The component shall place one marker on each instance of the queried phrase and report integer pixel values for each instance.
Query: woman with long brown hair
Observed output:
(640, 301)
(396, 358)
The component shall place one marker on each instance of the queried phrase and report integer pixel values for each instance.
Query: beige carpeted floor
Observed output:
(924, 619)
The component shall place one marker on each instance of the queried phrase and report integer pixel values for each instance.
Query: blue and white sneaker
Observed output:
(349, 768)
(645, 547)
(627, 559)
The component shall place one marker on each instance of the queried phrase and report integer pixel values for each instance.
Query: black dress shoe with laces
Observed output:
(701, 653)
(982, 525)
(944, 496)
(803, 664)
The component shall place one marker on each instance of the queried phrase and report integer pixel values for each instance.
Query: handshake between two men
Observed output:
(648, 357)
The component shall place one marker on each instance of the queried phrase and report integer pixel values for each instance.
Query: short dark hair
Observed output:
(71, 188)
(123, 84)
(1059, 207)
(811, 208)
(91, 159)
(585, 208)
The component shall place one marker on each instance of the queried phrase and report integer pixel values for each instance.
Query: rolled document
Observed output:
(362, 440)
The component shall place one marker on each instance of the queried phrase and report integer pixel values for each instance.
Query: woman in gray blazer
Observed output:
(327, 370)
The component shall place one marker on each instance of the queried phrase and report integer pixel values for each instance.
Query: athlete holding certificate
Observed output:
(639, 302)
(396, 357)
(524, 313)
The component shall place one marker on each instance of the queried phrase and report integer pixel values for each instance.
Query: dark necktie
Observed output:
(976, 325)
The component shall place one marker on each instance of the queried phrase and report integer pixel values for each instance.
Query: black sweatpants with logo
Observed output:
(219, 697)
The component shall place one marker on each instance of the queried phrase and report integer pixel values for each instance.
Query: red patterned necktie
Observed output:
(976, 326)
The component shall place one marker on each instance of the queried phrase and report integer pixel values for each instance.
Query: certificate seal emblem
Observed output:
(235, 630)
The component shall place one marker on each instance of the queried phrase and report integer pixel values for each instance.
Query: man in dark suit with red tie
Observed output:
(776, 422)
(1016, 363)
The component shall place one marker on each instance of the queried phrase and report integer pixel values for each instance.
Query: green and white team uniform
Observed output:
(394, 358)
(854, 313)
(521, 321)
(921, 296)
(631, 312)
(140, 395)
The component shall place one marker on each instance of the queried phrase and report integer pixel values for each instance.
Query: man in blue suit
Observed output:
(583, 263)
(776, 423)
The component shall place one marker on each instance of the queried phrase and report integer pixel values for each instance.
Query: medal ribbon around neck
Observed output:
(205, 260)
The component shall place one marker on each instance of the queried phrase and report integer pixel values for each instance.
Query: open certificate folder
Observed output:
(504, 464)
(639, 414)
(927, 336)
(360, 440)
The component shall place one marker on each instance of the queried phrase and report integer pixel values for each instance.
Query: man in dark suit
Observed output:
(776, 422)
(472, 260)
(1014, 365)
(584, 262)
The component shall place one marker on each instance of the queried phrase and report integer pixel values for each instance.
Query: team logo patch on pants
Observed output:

REQUIREMENT:
Transcribe the material above in its entirety. Match it exactly.

ANSWER FOR THIS EXERCISE:
The component shall place one marker on each instance of the queried phrase and report integer pixel values for each instance.
Query: woman with long brown hair
Observed output:
(640, 301)
(396, 358)
The component shall place one marker on each instance of the queried phrase and report integer pixel values for each instance.
Query: beige carpeted floor
Observed output:
(924, 619)
The component shall place one marker on each instance of the queried phrase and report integer pixel values for each instance.
Query: blue and white sneaker
Observed output:
(349, 768)
(645, 547)
(627, 559)
The component shall place one marker on each instance of the queried phrase and report integer pixel values for each instance.
Query: black dress shoe with laces
Observed output:
(701, 653)
(982, 525)
(944, 496)
(803, 664)
The component shall place one marker on each instance of the queried phrase and report integer pixel values for each instance.
Query: handshake between two men
Observed output:
(648, 357)
The component shall place one marker on each instance of the queried phrase and report integer pixel values for each instance.
Query: short dark hair
Observed output:
(71, 188)
(123, 84)
(1059, 207)
(811, 208)
(91, 159)
(585, 208)
The component shall place one marker on each instance of the queried phrase and report integer pixel values for each instance.
Query: rolled document
Observed output:
(362, 440)
The component shall place one marker on each instance of the queried phrase and report integer pixel values for each instance.
Query: woman in gray blazer
Observed output:
(327, 370)
The component shall place one marker on each instance of the queried phrase and report integer pixel values for each instance.
Query: athlete holding certificate
Observed output:
(639, 302)
(396, 357)
(524, 313)
The component shall place one marker on each instance of the queried phrase and report integer pixel values for each instance.
Query: dark necktie
Observed output:
(976, 325)
The component shall place one marker on each instance of the queried phrase and report integer pixel values for each instance.
Query: black sweatpants with logo
Observed output:
(219, 697)
The component shall place one marker on each instance of the queried phrase and report integer pixel values for each instance.
Query: red patterned necktie
Observed output:
(976, 326)
The component shall place one marker on each instance of the queried phrase and report integer pixel values for each instance.
Query: certificate seal emblem
Observed output:
(235, 630)
The component shall place one marker on each instance of the queried phrase and report integer pixel values for each instance.
Query: man in dark suit with red tie
Observed output:
(776, 422)
(1016, 363)
The component shall place one marker on each instance of the queried phrase and report integer pixel values for each instance.
Query: green and white team uniform
Observed output:
(394, 358)
(854, 313)
(521, 321)
(921, 296)
(631, 312)
(140, 395)
The component shall place one marker on each instance of the queried phrase and report integer pixel values for each instance.
Query: man in blue suit
Observed output:
(583, 263)
(776, 423)
The component shall place one marker on each instance of the queried phrase and report integer pixel values for each instance.
Query: medal ribbon around neck
Observed output:
(205, 260)
The component shall place one marker on each instance of the queried phrase and report integer pixel values for each instance.
Query: open certificate folder
Observed output:
(504, 464)
(639, 414)
(927, 336)
(360, 440)
The component shall place one marker on each instance of the queried phrase and report integer pixel values for each instance.
Query: man in dark suit
Observed output:
(776, 422)
(472, 260)
(1014, 365)
(584, 262)
The component shall place one marker on each instance of the queried phrase and report integer pixel values for each instance.
Query: team logo patch on pants
Observed output:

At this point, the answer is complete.